##### Selected passage #####

Bishop Mathes has said that the church of the future will look a lot like the church of the first century. That may be an abstract concept to twenty-first-century Californians, but my family had the opportunity to experience first-hand what, perhaps, the first century church might have looked like, and it was beautiful! We traveled to Kenya with a group from Daybreak, a church in Carlsbad, who were visiting at the request of a Masai pastor to help him teach his fellow pastors how to plant churches.

This seminar had no PowerPoint slides, no handouts, no computers and no whiteboards; in fact there wasn’t even any electricity or running water! This was definitely what I imagine a first-century gathering would have looked like. As described in the book of Acts, the first-century church was a place from which ordinary people went boldly into the world to proclaim the gospel, heal the sick, feed the poor, and defend the marginalized. They were persecuted, yet they were so filled with the Holy Spirit that they couldn’t keep the gospel to themselves. Church in America has become a social club, a place where believers gather and have fellowship once a week, and then go live their lives unaffected by the gospel. To the people of the first century, and to the Masai, spreading the gospel is something they live for and do every moment of every day. Serving others and sharing what little they have is a part of everyday life.

Pastor Daniel, who was hosting the seminar in in his church (picture a concrete block, tin roof, no glass in the windows), had at his disposal – a cell phone. That’s it! No office staff, no copy machine, and no brochures. His cell phone, charged by solar power, was the only modern tool he had to gather people from across the Masai Mara – a vast and unforgiving savanna – for a seminar.

The day before the seminar, a few people started arriving – on foot. They walked across the mara with nothing but the clothes they were wearing and a walking stick. Imagine our surprise and absolute thrill when there were 90 pastors gathered in the yard! Most of them arrived by foot; some walked for several days. They longed to start a church in their villages. They were filled with excitement and the Holy Spirit, praying, thanking God, loving one another. I could see, in my mind’s eye, St. Paul and the early Christians in the faces of the Masai – with no electricity and no running water – but so much love and genuine affection.

#####

■ Tasks to complete ■
[a] Answer these from the account of the Masai pastors' seminar:
(i) What church was the group from that the family traveled to Kenya with?
(ii) How was Pastor Daniel's cell phone charged?
(iii) How many pastors gathered in the yard?
[b] Write the next paragraph of the account of the Masai pastors' seminar.
The rows after this account of the Masai seminar have nothing to do with it.

##### Supplied entries #####

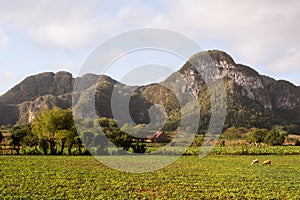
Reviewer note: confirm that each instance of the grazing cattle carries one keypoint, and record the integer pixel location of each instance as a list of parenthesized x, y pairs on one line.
[(256, 161), (267, 162)]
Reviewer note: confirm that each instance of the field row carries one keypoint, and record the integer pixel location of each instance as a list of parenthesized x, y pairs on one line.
[(190, 177)]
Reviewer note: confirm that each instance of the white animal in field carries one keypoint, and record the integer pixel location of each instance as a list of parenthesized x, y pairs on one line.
[(267, 162), (256, 161)]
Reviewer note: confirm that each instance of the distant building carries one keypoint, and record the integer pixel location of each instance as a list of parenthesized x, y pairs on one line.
[(159, 136)]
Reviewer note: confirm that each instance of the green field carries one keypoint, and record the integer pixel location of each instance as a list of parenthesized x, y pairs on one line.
[(190, 177)]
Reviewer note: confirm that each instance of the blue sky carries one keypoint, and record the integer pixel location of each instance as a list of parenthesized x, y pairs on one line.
[(38, 36)]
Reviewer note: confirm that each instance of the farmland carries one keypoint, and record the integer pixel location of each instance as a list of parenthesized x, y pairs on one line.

#####

■ Expected results ■
[a]
(i) Daybreak, a church in Carlsbad.
(ii) By solar power.
(iii) 90.

[b]
Many of the Masai live in small villages which consist of nothing more than a circle of mud and twig huts, with the gaps between huts filled in with prickly brush. The circular structure and prickly brush protect the people and their livestock from lions, hyenas and cheetahs. As the Masai are nomadic herders, their villages are meant to be left behind. The Kenyan government has built some schools for the Masai, but fixed buildings for a nomadic people does not work, so attendance is sparse at best.

What does it mean to plant a church in a circle of huts among people who will soon pick up and move? The church, or the body of Christ, is the hands and feet of Jesus in the world, not a building we go to on Sunday. Pastor Daniel, who had the good fortune to have a church building, felt it should be used to spread the gospel. During the seminar, the entire community was invited to eat lunch. Anyone is welcome, at any time, to draw water from the well on church property. The church offers a free school to those who cannot afford tuition. The pastor’s office is full of sewing machines that local women use to sew aprons to sell at safari resorts. The community comes and goes, gathering for fellowship or to cook meals.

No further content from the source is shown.